Supplied text START
The 2001 Quebec City FTAA Protests were a series of popular civil protests and riots against the 3rd Summit of the Americas, from April 20 to 22 in Quebec City, Canada. Mass protests were met with tear gas and concussion grenades were thrown by police, who claimed demonstrators were storming buildings. Protests ceased on 22 April.

==Background==
The province of Quebec is known for its history of protest movements, including its movement for independence from Canada. Quebec had seen harsh police repression and police brutality during previous protests such as the G20 Protest in Montreal in October 2000, and the 2000 Youth Summit in Quebec City. In 1968, 1974, 1986 and 1996, protest movements occurred throughout Quebec. Protesters marched for their rights and an end of the 3rd Summit of the Americas.

==Protests==
Police claimed that their actions were justified in protecting delegates from "red-zone" attempts to break through the fence, as well as to violent protesters destroying property and attacking the police and the media.
Supplied text END
Data provided START
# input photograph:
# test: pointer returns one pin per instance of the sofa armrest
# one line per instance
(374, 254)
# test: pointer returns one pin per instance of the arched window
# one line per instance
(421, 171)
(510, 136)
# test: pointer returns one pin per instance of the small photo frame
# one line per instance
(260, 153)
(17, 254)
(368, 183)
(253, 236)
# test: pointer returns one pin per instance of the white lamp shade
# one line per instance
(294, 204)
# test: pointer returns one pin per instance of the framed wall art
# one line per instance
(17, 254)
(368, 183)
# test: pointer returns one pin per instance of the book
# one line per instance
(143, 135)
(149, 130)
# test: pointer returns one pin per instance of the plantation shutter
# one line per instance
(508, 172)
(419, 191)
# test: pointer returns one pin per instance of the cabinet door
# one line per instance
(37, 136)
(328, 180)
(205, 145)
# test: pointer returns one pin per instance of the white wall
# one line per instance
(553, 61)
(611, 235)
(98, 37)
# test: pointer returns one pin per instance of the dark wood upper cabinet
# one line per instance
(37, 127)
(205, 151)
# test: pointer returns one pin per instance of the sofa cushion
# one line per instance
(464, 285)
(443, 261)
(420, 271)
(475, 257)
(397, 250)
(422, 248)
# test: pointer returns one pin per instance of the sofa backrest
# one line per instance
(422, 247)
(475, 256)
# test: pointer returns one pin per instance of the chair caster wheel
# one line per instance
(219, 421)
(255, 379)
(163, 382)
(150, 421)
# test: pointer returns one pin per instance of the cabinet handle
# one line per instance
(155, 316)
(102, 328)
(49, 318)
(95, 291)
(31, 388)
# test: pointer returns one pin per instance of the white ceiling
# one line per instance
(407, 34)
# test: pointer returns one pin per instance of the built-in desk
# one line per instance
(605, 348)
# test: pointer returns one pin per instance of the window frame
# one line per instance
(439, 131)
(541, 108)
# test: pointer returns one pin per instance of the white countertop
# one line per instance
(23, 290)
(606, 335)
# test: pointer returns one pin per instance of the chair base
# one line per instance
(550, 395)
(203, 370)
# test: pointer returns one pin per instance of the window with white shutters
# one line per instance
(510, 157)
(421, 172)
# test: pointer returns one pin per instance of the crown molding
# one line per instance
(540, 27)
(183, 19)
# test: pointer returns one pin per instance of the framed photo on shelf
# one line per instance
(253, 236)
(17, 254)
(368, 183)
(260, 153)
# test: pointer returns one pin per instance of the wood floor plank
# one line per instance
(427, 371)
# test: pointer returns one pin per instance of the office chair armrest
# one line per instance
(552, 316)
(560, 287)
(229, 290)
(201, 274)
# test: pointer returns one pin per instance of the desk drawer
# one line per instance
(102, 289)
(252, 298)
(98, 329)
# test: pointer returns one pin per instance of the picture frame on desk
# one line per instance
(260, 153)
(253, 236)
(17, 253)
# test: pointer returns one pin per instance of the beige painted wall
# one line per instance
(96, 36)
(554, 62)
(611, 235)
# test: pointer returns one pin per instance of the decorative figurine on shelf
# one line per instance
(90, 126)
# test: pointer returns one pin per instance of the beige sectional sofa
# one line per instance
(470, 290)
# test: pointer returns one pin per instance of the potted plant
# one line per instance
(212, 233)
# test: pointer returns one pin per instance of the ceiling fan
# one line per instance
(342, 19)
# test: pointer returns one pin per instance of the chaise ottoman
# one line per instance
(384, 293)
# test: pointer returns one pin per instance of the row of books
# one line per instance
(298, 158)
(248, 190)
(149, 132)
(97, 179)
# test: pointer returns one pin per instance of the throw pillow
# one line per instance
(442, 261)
Data provided END
Apply what you read:
1. According to the passage on the 2001 Quebec City FTAA protests, what did police use against the mass protests?
2. Could you write the next few sentences of the passage on the 2001 Quebec City FTAA protests, picking up after its last sentence?

Answers:
1. Tear gas and concussion grenades.

2.
Many protesters accused the police of excessive force, claiming that the police's abundant use of tear gas and rubber bullets was both completely disproportionate to the scale of violence, and primarily directed at unarmed, peaceful demonstrators with dispersal of violent protesters an afterthought. A number of protesters were severely injured by rubber bullets; also, tear gas canisters were fired directly at protesters on numerous occasions, in violation of the protocols governing their use. They also criticized the actions of prison authorities. Altogether, the anti-globalization movement described the actions of the police in Quebec City as an attempt to suppress dissent.